Write back each entry precisely as it is given.

BEGIN Entries shown

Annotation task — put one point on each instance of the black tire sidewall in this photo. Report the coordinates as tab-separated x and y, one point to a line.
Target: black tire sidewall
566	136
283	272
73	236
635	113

END Entries shown

_Response area_.
Annotation task — put one point on each instance of the black tire sidewall in this photo. Report the coordinates as tab-separated x and y, one point to a line.
Target: black tire sidewall
566	136
283	272
73	236
635	113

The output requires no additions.